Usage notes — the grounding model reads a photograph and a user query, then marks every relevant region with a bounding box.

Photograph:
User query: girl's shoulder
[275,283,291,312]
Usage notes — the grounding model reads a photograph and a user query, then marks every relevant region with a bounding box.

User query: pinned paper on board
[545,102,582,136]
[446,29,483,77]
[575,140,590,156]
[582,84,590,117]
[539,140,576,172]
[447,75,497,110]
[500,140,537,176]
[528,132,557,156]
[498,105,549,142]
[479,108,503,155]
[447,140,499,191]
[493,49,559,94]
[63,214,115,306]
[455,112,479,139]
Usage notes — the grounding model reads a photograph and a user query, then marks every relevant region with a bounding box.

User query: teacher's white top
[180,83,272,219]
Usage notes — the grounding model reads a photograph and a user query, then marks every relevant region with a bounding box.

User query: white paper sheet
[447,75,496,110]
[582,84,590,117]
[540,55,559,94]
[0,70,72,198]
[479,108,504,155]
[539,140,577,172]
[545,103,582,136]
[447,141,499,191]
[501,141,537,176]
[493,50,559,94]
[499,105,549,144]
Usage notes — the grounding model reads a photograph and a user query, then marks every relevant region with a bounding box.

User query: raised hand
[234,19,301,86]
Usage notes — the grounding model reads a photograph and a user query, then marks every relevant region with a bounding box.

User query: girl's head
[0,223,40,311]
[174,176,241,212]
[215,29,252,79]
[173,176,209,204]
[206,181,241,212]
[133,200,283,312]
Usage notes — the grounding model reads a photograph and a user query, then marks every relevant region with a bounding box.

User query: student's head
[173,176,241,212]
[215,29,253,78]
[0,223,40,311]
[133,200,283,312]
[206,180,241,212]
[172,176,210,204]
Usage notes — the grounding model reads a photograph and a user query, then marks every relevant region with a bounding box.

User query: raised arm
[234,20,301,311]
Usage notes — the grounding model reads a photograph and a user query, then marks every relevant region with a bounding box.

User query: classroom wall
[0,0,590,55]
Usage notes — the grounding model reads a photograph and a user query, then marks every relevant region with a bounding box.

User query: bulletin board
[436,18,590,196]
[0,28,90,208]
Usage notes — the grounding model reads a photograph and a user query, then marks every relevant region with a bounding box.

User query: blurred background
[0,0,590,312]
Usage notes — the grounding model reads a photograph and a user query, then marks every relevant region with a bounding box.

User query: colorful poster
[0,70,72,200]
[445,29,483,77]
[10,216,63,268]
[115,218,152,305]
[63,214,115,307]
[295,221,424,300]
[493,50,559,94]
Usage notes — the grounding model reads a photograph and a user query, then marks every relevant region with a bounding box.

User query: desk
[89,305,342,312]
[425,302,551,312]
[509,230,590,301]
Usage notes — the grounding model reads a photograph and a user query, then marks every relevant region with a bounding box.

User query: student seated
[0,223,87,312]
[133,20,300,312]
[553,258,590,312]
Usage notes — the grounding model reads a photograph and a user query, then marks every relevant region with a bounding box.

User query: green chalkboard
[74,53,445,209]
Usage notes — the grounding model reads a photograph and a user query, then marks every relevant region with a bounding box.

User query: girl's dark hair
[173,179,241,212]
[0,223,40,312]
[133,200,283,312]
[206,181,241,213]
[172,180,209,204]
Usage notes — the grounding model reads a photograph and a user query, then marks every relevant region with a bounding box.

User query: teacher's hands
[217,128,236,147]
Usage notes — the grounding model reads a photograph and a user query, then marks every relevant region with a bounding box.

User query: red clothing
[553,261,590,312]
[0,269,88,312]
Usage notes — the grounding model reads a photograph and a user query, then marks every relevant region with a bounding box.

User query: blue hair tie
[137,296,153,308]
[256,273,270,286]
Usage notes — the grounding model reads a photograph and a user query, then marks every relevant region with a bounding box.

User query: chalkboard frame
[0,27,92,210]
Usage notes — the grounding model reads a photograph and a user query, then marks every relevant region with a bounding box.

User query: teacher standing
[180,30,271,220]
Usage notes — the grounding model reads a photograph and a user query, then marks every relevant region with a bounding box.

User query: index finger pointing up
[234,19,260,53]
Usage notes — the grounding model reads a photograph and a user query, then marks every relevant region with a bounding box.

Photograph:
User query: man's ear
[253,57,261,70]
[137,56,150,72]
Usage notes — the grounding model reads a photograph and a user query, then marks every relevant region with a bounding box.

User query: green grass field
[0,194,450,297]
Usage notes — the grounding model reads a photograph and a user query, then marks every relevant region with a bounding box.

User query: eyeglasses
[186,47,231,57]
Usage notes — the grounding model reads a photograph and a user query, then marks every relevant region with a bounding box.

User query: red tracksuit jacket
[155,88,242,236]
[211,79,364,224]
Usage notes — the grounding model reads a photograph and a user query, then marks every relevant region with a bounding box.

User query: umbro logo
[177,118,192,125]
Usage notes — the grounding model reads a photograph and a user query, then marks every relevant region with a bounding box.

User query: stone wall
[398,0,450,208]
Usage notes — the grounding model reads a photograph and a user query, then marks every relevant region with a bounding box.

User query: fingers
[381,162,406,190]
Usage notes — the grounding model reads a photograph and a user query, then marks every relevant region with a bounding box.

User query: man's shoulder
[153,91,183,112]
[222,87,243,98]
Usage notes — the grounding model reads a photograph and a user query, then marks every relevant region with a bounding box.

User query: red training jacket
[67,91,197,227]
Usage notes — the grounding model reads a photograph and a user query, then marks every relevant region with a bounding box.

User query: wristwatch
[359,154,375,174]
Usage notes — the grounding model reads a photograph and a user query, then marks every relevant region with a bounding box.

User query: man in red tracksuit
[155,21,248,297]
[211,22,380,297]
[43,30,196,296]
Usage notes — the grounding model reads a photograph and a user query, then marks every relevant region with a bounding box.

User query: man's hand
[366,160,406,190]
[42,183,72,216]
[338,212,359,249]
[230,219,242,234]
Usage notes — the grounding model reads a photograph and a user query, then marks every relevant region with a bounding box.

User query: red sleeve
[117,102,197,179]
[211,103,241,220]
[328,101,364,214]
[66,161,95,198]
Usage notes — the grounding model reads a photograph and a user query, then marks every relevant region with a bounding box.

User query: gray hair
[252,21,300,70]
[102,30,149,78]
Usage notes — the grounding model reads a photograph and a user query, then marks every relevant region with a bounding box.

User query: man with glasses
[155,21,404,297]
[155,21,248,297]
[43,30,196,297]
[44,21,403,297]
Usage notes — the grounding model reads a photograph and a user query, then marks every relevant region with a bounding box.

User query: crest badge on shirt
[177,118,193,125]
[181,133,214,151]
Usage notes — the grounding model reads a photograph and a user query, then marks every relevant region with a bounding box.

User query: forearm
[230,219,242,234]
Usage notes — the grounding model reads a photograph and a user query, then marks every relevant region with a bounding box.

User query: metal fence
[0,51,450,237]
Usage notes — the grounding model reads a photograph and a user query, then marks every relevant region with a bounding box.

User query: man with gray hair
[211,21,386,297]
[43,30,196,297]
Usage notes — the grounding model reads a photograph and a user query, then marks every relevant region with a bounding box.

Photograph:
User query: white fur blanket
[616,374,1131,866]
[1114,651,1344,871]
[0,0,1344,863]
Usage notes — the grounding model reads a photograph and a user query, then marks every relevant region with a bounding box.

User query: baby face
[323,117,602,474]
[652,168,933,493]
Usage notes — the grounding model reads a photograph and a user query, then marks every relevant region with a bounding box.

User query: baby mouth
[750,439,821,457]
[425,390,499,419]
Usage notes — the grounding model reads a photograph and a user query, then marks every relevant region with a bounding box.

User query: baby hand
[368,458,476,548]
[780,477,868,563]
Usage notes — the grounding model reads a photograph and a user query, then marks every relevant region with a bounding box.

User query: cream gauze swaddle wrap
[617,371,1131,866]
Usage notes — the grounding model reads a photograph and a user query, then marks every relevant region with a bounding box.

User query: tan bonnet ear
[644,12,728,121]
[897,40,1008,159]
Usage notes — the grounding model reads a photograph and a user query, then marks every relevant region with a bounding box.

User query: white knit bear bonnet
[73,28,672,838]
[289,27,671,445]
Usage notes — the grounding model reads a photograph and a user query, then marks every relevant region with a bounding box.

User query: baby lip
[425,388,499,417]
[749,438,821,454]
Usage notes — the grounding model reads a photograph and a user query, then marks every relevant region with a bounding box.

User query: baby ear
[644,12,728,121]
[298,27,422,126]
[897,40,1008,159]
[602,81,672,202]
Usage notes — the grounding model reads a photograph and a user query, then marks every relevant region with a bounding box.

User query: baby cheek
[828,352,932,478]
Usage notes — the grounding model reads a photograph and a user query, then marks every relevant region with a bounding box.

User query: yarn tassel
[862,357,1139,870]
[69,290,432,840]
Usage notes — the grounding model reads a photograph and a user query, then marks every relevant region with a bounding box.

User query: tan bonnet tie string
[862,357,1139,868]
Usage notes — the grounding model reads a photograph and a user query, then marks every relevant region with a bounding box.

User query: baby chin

++++++++++++++++++++

▸ Request: Could you return, word for word, the lines of the listing above, starting at its very first line and ending at the line that contains "[275,283,291,312]", with both of those lines included?

▸ Solved problem:
Usage notes — the grounding model reads a photograph and a user query, then marks every relevant region with a bounding box.

Photograph:
User query: girl's shoulder
[275,283,291,312]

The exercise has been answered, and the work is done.